WORK TO COMPLETE:
1. In the cable car survey commentary, copy the passage starting with "Not as such, but" and going on through "to the push-poller.".
2. In the cable car survey commentary, what does a push-poll actually try to convince the public of?

PAGE EXCERPT:
# # #

The general problem with an introductory statement of this kind is that all that is being measured on the basis of it is public response to the most favorable possible (or perhaps the most favorable impossible) conception of the development. A similar survey that started with an introductory statement outlining all the potential problems with the development would receive a much more negative result, but would it then prove that a massive percentage of voters had reservations about the idea?
While it might be argued that the whole idea is about finding the levels of "in principle" support, I think there's a slight difference between an in-principle positive response (that might be subject to a few reservations) and a response that is essentially against the concept, but that can be turned around provided all underlying concerns are overcome. The wording used might well tweak a supportive response out of the latter category and seems designed to do exactly that.
Asking people for a response that is predicated on the assumption that all the commonly held fears are wrong is likely to result in "opposed" responses being dominated by those who are utterly opposed to a cable car on Mt Wellington, absolutely no matter what the project's impacts, economics or logistics. Even if the finding that only 20% or so were utterly opposed to the concept no matter what was valid for the community at large, I'm not sure it would be all that interesting.
Is the MWCC survey a push-poll?
Not as such, but it's a related genre of suspect opinion surveying which seems to have no established name, but which I call a skew-poll.
The term push-poll is widely overused. A push-poll is a method of lobbying the public, in the guise of a poll, which actually seeks to convince the public of a claim of fact (usually a negative and false one about an opponent). The results are generally of no interest to the push-poller.
What I call skew-polling, on the other hand, doesn't necessarily aim to alter the respondent's views about a proposal. Rather, it uses wording to prod the respondent into responding in a favorable manner so that results can then be reported as favorable in the press and in lobbying.

# # #

EXTRACTED INFORMATION:

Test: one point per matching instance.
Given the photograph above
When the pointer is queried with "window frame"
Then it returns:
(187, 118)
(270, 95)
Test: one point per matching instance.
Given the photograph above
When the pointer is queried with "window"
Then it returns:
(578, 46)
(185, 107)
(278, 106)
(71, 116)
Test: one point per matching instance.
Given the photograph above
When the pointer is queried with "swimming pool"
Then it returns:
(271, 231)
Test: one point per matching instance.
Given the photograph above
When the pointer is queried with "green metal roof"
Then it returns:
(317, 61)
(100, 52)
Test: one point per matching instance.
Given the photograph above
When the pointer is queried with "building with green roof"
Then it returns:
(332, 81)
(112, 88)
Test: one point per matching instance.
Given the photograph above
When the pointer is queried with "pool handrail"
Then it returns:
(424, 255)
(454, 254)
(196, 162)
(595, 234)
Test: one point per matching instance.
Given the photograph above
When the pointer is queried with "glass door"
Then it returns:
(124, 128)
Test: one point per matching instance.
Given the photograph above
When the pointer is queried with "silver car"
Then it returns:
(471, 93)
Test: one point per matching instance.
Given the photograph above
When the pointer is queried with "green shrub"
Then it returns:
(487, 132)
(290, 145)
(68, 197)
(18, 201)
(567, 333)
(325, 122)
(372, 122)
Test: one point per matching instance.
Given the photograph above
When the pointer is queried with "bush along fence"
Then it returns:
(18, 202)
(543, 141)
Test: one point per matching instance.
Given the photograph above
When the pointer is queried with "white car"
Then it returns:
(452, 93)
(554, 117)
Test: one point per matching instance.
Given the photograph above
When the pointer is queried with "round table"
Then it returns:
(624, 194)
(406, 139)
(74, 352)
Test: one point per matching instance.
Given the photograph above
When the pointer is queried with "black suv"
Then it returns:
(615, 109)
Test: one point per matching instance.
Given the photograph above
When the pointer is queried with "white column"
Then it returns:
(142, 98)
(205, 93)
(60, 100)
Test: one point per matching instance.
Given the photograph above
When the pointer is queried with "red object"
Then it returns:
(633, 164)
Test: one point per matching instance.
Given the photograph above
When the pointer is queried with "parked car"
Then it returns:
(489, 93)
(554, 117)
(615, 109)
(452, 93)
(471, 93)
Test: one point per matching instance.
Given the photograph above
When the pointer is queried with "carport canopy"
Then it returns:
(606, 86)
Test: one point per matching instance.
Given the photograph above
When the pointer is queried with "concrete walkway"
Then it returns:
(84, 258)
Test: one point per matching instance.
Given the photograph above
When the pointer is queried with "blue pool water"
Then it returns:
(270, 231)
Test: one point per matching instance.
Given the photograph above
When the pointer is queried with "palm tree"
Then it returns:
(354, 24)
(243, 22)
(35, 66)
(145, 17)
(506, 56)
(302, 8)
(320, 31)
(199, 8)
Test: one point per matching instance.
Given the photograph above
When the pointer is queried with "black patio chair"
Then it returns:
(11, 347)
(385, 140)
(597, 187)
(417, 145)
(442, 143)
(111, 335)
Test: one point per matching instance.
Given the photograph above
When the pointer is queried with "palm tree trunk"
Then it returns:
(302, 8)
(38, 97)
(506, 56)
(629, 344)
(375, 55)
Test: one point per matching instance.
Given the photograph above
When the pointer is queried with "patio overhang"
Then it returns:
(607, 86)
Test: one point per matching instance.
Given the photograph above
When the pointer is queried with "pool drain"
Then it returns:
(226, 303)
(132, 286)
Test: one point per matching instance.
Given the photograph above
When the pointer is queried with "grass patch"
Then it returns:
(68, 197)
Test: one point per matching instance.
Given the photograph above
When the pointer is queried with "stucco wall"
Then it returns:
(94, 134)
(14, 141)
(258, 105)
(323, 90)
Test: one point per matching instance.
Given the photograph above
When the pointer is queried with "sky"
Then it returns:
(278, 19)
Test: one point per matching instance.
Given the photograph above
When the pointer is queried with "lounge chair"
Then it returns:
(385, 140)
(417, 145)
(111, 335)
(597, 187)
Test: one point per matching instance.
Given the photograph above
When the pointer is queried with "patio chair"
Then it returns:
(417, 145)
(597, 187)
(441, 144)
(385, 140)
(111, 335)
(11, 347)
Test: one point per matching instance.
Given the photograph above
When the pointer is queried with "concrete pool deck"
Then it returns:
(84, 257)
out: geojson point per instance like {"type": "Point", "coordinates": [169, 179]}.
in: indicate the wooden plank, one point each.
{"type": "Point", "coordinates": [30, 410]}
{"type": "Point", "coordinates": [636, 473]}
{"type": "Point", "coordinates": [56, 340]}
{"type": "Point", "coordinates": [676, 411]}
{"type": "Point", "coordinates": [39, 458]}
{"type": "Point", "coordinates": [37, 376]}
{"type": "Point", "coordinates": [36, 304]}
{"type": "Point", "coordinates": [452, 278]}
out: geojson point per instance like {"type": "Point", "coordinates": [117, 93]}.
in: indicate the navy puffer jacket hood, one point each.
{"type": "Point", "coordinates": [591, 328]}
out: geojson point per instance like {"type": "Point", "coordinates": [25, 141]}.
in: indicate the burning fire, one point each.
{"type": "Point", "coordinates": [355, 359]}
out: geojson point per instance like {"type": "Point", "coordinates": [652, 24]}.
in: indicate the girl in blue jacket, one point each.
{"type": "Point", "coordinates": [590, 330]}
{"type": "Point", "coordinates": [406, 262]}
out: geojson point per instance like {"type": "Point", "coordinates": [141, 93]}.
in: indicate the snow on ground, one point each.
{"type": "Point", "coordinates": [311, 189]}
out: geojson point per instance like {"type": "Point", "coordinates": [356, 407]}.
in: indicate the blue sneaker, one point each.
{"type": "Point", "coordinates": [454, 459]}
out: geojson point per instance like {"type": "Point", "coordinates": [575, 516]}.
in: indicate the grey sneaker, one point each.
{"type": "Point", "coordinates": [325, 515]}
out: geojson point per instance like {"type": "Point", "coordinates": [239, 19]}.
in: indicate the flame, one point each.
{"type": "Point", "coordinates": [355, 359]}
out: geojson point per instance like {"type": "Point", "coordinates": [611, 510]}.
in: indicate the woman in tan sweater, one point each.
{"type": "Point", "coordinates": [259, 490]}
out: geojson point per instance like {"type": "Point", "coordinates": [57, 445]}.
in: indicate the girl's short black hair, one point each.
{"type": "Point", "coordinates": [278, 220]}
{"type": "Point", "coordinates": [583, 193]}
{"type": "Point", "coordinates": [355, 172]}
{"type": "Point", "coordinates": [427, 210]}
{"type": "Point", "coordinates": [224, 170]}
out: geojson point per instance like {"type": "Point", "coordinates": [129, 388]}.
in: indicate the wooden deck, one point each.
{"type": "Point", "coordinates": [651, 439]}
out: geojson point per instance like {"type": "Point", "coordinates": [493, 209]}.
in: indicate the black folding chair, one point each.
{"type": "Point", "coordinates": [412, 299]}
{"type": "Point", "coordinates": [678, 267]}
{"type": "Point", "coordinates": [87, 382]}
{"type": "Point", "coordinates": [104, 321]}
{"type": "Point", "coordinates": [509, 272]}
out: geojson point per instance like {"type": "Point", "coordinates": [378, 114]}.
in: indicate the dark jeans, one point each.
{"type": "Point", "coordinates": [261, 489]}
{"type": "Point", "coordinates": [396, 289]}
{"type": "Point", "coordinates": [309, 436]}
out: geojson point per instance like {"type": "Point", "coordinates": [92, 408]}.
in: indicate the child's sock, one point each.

# # #

ANSWERS TO EACH TASK:
1.
Not as such, but it's a related genre of suspect opinion surveying which seems to have no established name, but which I call a skew-poll.
The term push-poll is widely overused. A push-poll is a method of lobbying the public, in the guise of a poll, which actually seeks to convince the public of a claim of fact (usually a negative and false one about an opponent). The results are generally of no interest to the push-poller.

2. A claim of fact, usually a negative and false one about an opponent.